## BRIEF
Could you reproduce, word for word, the part of the piece on the Alistair Carmichael interview below that opens with the words containing "You don’t often" and closes with "on the Clyde."?

## PASSAGE GIVEN
※

The Sunday Herald carried an interview with Liberal Democrat Secretary of State for Scotland Alistair Carmichael yesterday.
He talked about how he relaxes away from the stresses of his job, ensuring he gets home at weekends to spend time with his family:
“That’s important to me, that’s the sanity valve. As long as I can just spend some time mucking about with my boys, or walking the dog on the beach,” he says.
But can he really keep that up to September 18? “That’s my intention. Look, this is an important, exciting job, but I have other jobs as well. I’m still the MP for Orkney and Shetland. I would never want people in the Northern Isles to think that I was too busy to do the job they elected me to do.”
He also hinted at a post 2020 career change:
I don’t know what it would be yet. But there is always a risk for every politician that you stay too long, that your shelf life has past. At the end of that [2015] parliament I will be 54, so maybe, at that point, I might want to look at something else.
You don’t often get politicians admitting to a sub-standard performance in anything, so it’s quite refreshing that he is so candid about that first debate he had with Nicola Sturgeon, although, wisely, he’s put it behind him:
He is still beating himself up over it – but not too strenuously, and says it has to be set against the success of other activity, such as working to secure jobs at the Grangemouth petrochemical plant and at BAE on the Clyde.

※

## DATASET RECORDS

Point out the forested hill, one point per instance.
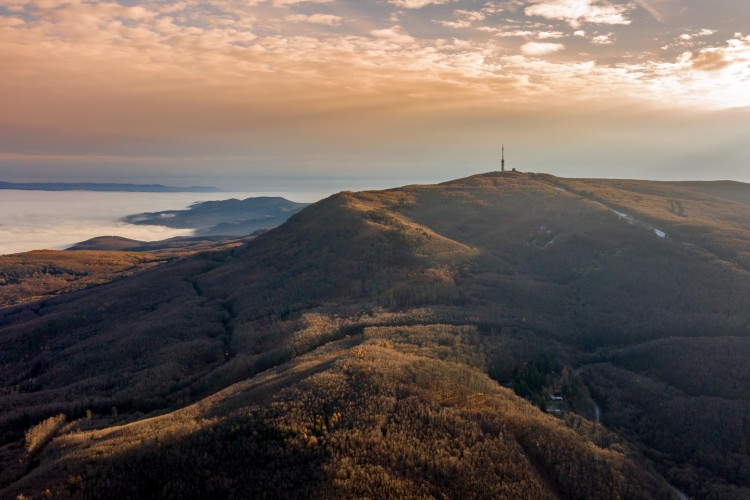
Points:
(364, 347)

※

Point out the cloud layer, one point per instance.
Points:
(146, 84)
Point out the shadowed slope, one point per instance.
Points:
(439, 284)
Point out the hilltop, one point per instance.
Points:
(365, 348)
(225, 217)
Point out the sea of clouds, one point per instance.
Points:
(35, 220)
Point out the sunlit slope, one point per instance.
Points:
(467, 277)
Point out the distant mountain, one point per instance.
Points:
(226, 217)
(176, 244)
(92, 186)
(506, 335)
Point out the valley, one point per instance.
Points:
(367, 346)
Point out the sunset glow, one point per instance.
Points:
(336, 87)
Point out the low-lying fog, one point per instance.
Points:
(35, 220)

※

## WRITTEN ANSWER
You don’t often get politicians admitting to a sub-standard performance in anything, so it’s quite refreshing that he is so candid about that first debate he had with Nicola Sturgeon, although, wisely, he’s put it behind him:
He is still beating himself up over it – but not too strenuously, and says it has to be set against the success of other activity, such as working to secure jobs at the Grangemouth petrochemical plant and at BAE on the Clyde.